Copy all of the following data character for character, with nothing changed or left out.

Data supplied:
○ ○ ○ ○ ○ ○ ○

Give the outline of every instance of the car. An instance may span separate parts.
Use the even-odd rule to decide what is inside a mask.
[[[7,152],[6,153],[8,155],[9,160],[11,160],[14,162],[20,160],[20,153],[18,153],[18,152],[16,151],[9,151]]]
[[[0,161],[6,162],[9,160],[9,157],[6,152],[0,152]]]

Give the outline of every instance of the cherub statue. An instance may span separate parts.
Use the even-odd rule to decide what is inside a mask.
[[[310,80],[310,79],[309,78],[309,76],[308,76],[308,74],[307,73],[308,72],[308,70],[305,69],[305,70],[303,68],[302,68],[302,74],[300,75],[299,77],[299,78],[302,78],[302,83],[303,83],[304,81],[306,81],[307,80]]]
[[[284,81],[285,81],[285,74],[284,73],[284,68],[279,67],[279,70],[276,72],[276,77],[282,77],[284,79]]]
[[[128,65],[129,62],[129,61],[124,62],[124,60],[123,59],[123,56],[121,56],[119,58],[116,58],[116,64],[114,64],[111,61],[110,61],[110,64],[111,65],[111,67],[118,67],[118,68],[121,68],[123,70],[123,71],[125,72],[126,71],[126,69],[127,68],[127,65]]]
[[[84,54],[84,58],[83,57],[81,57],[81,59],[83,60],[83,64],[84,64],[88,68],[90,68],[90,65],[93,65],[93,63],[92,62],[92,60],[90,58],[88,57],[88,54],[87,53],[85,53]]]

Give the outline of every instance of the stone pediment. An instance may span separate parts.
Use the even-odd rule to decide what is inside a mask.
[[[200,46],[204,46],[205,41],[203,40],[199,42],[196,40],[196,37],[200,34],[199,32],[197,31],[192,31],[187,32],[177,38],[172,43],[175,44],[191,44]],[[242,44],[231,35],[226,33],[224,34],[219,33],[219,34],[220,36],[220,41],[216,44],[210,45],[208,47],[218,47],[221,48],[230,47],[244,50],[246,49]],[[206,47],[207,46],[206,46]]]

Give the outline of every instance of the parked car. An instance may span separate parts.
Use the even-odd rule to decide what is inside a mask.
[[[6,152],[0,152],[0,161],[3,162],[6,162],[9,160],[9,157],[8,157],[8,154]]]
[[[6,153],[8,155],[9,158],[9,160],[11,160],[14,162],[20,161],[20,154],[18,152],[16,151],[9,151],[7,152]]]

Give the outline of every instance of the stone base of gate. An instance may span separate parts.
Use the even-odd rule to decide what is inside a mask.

○ ○ ○ ○ ○ ○ ○

The result:
Give the outline of every instance of the car. An instance may span separate parts.
Use the even-odd rule to decide what is inside a mask.
[[[7,152],[6,153],[8,155],[9,160],[11,160],[14,162],[20,160],[20,153],[18,153],[18,152],[16,151],[9,151]]]
[[[0,161],[6,162],[9,160],[9,157],[6,152],[0,152]]]

Give the outline of every instance of the cherub statue. An instance may span separate parts.
Use the even-odd rule to decide what is inside a mask.
[[[310,80],[310,79],[309,78],[309,76],[308,76],[308,74],[307,73],[308,72],[308,70],[305,69],[305,70],[303,68],[302,68],[302,74],[300,75],[299,77],[299,78],[302,78],[302,83],[303,83],[304,81],[306,81],[307,80]]]
[[[284,81],[285,81],[285,74],[284,73],[284,68],[279,67],[279,70],[276,72],[276,77],[282,77],[284,79]]]
[[[128,65],[129,62],[129,61],[124,62],[124,60],[123,59],[123,56],[121,56],[119,58],[116,58],[116,64],[114,64],[111,61],[110,61],[110,64],[111,65],[111,67],[118,67],[118,68],[121,68],[123,70],[123,71],[125,72],[126,71],[126,69],[127,68],[127,65]]]
[[[84,54],[84,58],[83,57],[81,57],[81,59],[83,60],[83,64],[84,64],[88,68],[90,68],[90,65],[93,65],[93,63],[92,62],[92,60],[90,58],[88,57],[88,54],[87,53],[85,53]]]

Give the outline of every instance of the stone pediment. An instance may span separate parts.
Use the even-odd rule to decide what is inside a mask.
[[[200,46],[204,46],[205,41],[203,40],[199,42],[196,40],[196,37],[200,34],[199,32],[197,31],[192,31],[187,32],[177,38],[172,43],[175,44],[191,44]],[[242,44],[231,35],[226,33],[224,34],[219,33],[219,34],[220,36],[220,41],[216,44],[210,45],[208,47],[218,47],[221,48],[230,47],[244,50],[246,49]],[[206,47],[207,46],[206,46]]]

Give the outline of every instance of the parked car. An instance may span separate parts.
Use the even-odd rule to decide what is inside a mask.
[[[6,152],[0,152],[0,161],[3,162],[6,162],[9,160],[9,157],[8,157],[8,154]]]
[[[6,153],[8,155],[9,158],[9,160],[11,160],[14,162],[20,161],[20,154],[18,152],[16,151],[9,151],[7,152]]]

Give the outline of every instance of the stone base of gate. An instance may span separate parts.
Use the even-odd rule to decide what is inside a mask.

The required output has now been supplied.